## WHAT IS EXPECTED:
Each line that includes the word "building" should be copied from the records.

[Dataset excerpts]
--

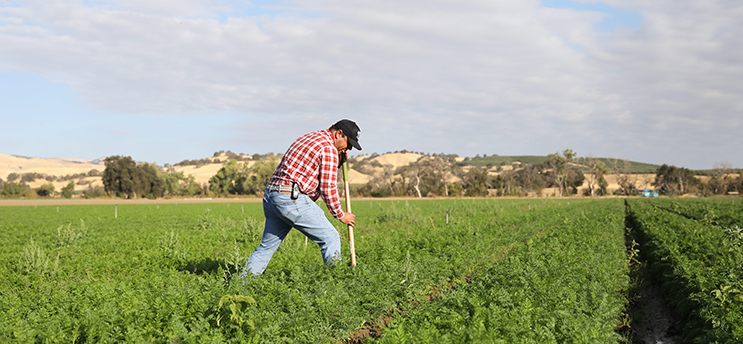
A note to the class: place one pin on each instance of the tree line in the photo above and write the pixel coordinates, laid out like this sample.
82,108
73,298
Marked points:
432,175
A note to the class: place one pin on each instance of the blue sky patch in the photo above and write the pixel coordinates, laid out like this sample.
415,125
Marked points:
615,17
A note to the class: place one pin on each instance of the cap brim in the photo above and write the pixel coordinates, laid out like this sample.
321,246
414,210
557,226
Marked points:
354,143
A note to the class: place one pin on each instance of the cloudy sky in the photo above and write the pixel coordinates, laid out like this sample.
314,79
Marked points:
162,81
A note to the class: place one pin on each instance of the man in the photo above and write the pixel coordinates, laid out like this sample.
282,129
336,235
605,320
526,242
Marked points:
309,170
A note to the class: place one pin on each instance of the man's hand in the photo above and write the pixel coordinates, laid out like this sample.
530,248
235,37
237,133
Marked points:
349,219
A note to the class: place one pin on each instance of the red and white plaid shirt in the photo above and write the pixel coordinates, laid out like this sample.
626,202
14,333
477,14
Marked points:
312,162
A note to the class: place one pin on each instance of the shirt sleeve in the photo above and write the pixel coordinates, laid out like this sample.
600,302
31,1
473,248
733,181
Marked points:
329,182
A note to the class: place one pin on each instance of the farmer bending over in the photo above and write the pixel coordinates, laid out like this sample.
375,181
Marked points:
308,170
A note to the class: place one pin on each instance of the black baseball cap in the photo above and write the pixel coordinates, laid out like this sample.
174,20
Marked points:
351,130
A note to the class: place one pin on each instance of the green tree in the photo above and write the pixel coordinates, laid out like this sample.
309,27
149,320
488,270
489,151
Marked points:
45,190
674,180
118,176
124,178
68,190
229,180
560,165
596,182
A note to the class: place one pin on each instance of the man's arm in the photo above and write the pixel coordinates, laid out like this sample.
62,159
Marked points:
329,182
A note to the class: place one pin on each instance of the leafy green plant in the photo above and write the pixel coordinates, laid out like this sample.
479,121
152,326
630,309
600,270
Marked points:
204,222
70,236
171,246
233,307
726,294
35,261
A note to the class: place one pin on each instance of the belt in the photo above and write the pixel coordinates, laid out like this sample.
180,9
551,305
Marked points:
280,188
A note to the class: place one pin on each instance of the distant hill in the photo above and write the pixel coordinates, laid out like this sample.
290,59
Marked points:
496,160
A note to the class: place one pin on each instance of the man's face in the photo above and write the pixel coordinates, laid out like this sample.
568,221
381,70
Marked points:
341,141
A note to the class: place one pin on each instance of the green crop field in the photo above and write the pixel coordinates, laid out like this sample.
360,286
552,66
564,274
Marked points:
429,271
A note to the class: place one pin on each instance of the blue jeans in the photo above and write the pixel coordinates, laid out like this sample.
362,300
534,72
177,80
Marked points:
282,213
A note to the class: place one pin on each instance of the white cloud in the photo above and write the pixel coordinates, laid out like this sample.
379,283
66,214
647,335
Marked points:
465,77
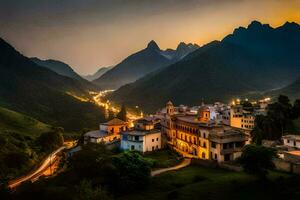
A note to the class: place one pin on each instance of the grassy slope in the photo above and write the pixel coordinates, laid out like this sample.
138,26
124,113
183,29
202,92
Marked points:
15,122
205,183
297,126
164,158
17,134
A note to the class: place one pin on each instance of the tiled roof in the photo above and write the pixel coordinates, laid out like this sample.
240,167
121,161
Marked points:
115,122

--

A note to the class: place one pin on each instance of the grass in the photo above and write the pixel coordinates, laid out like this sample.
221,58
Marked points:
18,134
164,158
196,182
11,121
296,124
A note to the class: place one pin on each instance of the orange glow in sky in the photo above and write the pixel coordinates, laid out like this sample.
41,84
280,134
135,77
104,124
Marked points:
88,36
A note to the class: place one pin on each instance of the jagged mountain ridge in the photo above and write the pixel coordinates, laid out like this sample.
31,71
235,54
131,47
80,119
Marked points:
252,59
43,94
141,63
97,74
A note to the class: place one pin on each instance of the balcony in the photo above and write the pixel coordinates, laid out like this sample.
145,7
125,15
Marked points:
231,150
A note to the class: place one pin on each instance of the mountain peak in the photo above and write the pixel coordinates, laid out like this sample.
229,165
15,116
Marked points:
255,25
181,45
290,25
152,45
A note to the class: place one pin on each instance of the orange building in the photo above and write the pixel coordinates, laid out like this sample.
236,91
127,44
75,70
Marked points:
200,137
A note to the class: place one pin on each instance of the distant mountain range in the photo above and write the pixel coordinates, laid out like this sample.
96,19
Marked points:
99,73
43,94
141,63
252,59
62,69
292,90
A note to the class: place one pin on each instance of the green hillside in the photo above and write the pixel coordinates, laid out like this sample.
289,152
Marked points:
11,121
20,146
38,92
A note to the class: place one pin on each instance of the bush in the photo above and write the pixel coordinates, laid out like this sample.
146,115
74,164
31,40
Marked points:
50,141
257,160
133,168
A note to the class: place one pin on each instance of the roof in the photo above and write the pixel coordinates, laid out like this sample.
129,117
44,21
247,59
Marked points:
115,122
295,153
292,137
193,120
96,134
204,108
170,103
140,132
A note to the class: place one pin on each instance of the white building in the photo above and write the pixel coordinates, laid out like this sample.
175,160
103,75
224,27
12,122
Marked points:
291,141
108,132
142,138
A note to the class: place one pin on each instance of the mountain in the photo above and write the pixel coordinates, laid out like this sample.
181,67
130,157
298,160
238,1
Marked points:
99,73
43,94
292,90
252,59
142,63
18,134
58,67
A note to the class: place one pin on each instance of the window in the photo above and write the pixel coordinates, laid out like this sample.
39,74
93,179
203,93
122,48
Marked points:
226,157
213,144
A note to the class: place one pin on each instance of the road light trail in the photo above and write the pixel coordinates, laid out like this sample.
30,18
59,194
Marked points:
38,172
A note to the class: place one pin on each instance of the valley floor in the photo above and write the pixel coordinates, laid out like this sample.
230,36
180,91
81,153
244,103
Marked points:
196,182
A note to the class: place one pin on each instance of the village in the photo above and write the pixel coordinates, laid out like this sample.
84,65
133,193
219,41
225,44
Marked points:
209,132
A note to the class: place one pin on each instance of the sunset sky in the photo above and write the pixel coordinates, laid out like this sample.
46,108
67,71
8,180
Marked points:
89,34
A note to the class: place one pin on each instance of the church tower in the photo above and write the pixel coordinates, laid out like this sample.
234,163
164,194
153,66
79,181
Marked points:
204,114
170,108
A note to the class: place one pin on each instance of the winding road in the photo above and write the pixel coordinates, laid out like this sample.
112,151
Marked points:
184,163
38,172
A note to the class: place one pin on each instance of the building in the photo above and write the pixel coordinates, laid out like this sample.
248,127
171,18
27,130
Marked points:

--

## REPLY TO THE TASK:
A note to the class: place one pin on each instance of the orange building in the photo above and write the pixel coordinates, laid out like this sample.
A note to the class: place one pin on each instance of the white building in the photo above and write the pixel coordinates, laid out like this sample.
A note to the class: place one pin on each instance of the building in the photo above and write the pixel coordinates, laid out like this sample.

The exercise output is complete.